> **Your goal**:
Where a line contains the word "dark", copy that line from the records below.

Region pointing data:
☆ ☆ ☆ ☆ ☆

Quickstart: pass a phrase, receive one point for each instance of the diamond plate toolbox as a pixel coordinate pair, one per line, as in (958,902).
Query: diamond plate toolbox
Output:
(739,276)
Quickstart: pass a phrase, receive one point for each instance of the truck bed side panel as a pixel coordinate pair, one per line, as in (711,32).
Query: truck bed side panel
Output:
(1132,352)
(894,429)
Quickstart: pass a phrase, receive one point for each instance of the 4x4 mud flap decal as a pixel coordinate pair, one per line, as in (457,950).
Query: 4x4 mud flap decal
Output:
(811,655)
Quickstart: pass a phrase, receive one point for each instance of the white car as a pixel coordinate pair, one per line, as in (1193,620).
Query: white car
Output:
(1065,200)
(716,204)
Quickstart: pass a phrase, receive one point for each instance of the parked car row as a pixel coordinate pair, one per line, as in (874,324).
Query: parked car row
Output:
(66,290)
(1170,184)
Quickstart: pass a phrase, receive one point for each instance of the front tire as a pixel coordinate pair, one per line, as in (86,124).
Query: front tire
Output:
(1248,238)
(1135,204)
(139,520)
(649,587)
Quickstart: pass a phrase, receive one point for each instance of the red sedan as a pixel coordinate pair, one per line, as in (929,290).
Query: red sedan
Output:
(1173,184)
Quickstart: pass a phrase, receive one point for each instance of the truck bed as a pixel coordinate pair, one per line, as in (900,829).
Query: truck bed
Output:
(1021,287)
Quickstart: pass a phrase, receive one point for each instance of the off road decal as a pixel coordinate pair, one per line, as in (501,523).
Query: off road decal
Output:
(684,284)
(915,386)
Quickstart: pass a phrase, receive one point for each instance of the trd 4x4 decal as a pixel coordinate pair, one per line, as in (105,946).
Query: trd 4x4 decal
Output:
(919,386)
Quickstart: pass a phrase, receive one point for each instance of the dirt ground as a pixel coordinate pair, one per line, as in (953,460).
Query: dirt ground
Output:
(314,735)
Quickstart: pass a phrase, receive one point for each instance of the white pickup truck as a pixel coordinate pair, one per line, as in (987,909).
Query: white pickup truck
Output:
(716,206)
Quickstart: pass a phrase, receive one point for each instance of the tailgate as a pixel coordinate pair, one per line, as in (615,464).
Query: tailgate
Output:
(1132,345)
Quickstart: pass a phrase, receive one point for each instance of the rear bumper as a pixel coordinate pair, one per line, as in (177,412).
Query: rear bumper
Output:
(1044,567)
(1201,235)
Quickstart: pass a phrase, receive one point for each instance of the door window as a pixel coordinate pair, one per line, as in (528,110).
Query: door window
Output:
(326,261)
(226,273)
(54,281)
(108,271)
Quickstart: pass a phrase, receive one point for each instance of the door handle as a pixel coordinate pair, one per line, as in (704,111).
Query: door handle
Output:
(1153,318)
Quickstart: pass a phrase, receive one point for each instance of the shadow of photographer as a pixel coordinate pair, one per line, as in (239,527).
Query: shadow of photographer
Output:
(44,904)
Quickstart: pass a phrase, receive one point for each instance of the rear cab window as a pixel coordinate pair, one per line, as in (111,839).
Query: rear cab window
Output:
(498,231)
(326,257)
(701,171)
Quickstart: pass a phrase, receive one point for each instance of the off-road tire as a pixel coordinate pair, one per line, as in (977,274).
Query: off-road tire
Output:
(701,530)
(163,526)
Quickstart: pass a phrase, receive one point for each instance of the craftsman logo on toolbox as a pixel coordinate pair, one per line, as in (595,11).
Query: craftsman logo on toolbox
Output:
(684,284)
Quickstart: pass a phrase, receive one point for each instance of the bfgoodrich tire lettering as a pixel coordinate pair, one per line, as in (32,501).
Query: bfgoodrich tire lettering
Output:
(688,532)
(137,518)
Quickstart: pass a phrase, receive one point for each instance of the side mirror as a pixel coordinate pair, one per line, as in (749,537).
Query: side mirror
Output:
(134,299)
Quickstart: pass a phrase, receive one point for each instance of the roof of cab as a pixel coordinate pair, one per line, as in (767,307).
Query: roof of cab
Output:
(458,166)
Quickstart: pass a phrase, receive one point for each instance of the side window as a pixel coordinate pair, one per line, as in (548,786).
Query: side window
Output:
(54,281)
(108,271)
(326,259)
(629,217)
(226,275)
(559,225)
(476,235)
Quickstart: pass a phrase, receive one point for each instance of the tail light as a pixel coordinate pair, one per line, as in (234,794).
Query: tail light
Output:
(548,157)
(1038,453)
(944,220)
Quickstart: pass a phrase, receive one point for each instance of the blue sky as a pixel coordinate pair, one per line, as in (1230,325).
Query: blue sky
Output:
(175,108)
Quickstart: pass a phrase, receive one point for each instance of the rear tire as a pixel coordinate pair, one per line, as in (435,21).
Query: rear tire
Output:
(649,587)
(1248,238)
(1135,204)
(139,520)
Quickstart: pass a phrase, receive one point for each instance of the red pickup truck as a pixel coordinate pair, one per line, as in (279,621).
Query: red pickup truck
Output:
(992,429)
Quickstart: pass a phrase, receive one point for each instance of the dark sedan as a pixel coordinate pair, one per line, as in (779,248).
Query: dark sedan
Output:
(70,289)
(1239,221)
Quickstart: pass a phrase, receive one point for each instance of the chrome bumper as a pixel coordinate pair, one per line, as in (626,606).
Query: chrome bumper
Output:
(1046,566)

☆ ☆ ☆ ☆ ☆

> **Problem solution**:
Quickstart: pass a phrase, receive one point for each instance of the dark sedan as a pixel coordinate pair, one per line, as in (779,248).
Query: dark sedan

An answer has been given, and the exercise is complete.